What you have to do: Return every line of the data below that includes the string "curtain".

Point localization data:
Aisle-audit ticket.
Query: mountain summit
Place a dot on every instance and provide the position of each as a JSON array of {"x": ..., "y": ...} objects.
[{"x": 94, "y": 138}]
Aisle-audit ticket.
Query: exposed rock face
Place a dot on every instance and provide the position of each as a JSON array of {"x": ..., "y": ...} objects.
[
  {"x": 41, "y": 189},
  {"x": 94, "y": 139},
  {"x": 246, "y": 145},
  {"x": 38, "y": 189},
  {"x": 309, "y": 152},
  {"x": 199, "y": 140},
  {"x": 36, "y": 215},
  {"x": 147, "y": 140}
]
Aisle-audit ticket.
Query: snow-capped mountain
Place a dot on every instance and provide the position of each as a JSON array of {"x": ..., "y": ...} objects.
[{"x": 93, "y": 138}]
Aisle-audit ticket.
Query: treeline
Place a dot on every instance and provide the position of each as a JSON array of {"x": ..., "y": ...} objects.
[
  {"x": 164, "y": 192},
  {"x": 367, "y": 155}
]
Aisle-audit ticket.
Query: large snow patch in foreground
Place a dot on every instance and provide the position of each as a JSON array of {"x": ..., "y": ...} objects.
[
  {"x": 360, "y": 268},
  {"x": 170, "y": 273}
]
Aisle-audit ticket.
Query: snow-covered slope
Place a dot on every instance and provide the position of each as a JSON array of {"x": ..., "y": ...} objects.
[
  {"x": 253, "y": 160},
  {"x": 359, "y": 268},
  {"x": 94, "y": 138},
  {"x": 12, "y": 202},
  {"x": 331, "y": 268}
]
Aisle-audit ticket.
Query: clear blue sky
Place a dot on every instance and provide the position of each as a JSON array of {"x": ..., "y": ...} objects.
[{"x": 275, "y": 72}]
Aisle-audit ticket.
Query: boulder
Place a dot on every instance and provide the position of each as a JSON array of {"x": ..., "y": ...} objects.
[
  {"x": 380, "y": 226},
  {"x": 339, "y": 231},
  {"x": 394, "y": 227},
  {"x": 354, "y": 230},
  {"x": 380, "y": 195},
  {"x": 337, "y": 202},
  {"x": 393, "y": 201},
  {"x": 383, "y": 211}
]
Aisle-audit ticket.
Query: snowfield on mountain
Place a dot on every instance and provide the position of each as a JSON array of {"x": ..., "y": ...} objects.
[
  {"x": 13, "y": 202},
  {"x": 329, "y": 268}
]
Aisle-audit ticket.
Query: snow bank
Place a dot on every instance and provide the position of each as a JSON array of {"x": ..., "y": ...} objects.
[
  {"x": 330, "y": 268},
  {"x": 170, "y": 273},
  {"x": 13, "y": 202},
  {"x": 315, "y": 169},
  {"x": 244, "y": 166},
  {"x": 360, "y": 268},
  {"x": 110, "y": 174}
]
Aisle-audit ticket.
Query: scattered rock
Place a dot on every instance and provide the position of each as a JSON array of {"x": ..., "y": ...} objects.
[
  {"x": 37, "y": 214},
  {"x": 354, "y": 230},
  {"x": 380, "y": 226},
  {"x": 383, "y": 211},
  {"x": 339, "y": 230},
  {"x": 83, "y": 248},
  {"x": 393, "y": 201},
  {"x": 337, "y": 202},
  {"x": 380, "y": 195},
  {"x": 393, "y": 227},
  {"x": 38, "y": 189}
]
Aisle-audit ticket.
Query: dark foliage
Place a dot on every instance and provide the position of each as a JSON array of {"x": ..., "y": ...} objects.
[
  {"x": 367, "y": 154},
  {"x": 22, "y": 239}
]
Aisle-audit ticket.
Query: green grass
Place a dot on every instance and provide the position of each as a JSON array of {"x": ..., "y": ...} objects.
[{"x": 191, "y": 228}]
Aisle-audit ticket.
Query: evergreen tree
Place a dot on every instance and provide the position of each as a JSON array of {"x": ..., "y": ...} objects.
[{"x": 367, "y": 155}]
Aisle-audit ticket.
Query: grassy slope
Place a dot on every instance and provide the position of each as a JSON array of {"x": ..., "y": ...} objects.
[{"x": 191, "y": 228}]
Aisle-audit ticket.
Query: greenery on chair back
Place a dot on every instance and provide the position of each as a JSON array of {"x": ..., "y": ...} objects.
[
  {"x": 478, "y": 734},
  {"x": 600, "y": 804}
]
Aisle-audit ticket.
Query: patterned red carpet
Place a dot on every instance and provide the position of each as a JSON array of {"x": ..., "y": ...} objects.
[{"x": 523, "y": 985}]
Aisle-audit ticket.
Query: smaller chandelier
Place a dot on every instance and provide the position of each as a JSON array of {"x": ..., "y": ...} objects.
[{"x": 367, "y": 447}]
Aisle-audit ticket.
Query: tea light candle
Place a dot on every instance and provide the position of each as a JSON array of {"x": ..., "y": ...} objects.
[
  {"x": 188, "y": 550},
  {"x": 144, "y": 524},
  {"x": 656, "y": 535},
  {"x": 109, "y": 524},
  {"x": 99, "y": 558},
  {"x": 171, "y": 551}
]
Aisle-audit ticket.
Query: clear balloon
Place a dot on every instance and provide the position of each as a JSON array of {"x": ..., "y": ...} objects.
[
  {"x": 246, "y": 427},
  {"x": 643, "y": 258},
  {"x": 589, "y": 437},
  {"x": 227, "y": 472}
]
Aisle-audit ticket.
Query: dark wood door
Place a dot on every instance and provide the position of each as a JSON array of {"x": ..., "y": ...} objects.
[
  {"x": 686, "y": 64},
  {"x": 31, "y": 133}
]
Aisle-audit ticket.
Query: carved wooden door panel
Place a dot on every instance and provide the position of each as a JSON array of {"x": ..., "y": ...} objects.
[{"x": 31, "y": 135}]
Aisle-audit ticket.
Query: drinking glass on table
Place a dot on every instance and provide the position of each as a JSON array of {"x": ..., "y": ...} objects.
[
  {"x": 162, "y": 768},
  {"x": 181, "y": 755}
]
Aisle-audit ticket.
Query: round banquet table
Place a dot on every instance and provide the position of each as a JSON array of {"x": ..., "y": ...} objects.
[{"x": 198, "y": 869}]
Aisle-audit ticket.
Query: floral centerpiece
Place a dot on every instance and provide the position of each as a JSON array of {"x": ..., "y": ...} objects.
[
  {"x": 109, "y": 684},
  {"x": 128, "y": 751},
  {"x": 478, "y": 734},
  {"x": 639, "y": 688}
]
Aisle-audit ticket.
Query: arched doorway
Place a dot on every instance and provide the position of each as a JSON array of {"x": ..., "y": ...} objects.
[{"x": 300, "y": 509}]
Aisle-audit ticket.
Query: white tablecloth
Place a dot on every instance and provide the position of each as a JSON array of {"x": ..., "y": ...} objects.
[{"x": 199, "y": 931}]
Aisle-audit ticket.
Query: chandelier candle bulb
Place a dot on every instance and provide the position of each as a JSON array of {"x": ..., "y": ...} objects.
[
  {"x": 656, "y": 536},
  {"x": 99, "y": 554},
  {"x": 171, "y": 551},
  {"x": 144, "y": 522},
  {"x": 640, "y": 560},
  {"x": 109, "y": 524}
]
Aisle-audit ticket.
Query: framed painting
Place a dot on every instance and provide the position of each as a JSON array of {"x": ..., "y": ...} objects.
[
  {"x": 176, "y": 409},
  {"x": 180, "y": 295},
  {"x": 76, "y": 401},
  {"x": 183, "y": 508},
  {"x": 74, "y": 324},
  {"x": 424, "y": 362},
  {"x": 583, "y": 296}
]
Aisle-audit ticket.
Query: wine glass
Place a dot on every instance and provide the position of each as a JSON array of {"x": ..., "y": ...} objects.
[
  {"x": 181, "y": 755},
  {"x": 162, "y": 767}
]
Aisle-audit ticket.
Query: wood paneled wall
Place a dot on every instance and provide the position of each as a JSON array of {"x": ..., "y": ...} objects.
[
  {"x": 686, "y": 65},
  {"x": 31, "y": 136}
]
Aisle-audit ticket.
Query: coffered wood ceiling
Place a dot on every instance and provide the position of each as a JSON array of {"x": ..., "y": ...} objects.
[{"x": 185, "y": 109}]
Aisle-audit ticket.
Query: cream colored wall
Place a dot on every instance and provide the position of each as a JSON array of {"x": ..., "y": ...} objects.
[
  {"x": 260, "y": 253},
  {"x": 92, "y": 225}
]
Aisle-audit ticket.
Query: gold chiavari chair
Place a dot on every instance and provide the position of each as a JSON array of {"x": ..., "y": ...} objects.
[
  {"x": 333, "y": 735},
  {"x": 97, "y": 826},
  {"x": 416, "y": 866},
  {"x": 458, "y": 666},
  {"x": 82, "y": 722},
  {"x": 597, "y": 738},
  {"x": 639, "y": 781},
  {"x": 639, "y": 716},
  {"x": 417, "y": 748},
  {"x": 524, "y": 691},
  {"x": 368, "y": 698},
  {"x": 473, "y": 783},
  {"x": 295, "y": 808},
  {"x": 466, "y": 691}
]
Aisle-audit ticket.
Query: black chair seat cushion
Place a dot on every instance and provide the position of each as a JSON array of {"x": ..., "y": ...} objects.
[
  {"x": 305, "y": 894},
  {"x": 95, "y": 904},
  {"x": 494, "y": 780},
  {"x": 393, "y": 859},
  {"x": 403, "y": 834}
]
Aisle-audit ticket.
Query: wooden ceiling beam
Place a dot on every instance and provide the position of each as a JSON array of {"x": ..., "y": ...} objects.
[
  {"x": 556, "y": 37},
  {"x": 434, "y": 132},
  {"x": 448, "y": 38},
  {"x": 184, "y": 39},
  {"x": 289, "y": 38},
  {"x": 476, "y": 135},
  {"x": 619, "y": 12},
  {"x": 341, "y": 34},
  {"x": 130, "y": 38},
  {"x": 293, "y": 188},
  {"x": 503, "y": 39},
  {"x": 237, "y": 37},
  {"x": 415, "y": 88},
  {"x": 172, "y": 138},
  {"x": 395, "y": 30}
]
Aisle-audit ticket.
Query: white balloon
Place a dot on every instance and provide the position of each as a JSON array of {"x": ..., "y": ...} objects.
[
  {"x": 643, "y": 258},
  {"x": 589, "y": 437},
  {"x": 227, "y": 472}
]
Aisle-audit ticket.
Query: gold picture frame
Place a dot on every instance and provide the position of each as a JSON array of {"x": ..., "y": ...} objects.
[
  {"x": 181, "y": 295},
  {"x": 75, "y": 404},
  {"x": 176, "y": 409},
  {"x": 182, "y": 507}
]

--

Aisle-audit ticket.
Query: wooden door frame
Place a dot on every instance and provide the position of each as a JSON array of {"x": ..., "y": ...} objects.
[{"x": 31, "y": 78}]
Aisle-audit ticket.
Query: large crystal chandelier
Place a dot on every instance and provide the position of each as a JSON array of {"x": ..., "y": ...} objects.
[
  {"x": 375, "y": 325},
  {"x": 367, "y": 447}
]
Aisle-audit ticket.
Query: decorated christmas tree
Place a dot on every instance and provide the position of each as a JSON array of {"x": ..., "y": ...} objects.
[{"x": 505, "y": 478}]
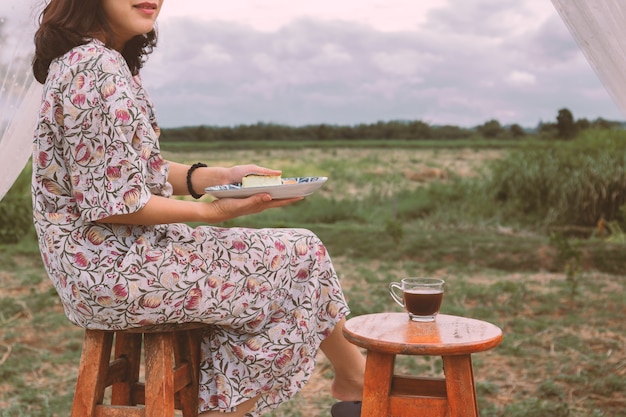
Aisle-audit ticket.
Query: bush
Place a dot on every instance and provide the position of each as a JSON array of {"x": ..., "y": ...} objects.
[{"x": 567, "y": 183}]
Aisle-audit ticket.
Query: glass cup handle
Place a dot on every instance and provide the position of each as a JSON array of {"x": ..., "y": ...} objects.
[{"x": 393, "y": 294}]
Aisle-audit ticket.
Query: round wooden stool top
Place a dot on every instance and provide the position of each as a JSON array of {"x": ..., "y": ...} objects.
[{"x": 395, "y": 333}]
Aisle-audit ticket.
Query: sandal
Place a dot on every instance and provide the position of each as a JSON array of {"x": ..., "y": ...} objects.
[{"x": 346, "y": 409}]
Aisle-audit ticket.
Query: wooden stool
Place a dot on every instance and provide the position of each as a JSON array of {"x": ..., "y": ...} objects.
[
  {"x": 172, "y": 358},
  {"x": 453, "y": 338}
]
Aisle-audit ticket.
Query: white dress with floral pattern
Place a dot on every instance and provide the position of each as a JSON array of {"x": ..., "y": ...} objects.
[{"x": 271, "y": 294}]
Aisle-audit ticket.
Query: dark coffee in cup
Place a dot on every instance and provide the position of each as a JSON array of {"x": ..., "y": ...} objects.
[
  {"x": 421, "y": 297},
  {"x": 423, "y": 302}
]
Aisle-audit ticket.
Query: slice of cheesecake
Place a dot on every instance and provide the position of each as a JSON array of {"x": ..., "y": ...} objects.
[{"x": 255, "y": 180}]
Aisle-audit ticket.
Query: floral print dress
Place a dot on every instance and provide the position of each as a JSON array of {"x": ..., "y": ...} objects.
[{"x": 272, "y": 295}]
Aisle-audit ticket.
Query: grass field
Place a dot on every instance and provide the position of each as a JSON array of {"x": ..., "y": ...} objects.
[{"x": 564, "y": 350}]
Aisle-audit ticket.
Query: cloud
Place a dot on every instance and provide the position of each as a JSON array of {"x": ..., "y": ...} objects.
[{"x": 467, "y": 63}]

--

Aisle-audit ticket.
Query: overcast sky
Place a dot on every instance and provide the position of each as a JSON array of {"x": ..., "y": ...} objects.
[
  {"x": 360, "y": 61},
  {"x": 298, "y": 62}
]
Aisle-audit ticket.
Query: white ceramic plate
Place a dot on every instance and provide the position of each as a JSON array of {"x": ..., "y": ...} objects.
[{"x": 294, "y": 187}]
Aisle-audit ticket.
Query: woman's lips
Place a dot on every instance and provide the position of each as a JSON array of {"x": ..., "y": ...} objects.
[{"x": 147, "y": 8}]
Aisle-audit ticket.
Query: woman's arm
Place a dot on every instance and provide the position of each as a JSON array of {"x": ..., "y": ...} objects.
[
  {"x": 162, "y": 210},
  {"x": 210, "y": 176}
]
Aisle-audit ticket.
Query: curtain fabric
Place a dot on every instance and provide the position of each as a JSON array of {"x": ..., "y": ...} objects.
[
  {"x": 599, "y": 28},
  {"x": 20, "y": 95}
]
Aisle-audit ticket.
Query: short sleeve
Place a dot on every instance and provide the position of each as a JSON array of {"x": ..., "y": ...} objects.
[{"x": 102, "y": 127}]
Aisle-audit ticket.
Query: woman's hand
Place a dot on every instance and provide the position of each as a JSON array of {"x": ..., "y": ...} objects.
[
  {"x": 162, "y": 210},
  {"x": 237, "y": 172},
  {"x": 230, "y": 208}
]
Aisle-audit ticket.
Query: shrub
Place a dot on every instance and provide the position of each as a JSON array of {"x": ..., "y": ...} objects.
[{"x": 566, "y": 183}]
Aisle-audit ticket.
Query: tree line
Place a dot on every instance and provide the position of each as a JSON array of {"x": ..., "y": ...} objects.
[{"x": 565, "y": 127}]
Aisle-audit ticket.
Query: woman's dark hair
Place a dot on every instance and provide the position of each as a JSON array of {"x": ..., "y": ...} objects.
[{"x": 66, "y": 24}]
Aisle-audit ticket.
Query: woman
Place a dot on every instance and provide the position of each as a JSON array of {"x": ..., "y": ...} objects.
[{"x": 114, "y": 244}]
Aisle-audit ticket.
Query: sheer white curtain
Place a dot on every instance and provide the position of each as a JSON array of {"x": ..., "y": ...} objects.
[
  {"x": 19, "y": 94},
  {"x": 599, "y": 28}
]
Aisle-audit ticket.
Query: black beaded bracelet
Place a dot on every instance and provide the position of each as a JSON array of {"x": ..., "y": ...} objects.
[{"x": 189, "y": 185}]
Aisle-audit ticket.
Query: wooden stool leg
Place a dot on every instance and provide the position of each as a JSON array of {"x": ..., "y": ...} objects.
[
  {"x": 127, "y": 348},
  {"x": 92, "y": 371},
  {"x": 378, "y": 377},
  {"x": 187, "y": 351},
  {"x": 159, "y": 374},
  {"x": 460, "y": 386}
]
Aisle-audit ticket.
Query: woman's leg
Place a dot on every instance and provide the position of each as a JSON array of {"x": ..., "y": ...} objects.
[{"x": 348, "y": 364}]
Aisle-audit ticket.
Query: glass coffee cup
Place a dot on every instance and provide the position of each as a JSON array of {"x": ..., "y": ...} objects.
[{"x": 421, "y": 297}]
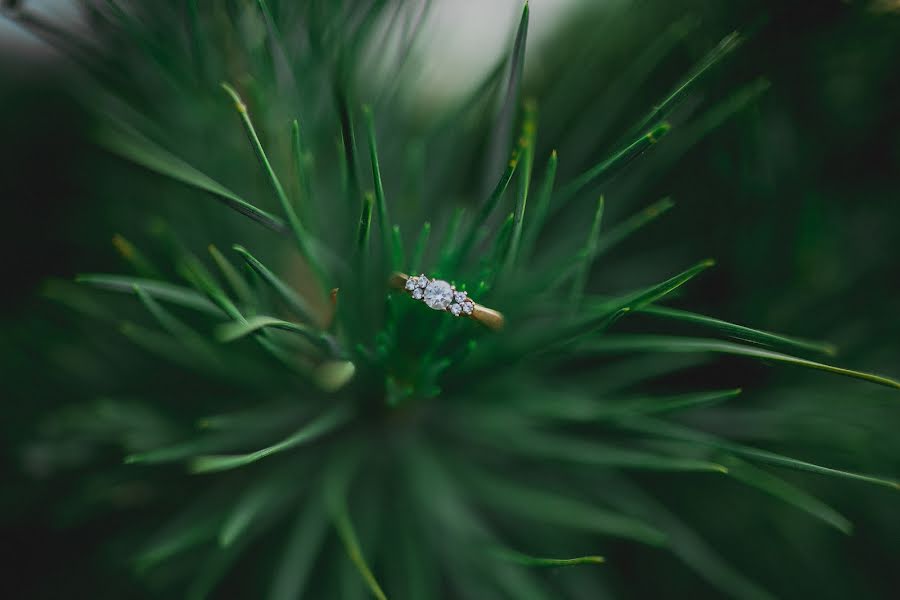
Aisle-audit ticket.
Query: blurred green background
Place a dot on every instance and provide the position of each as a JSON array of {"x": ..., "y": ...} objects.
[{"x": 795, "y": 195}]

Written solution:
Query: curtain fabric
Query: sheer white curtain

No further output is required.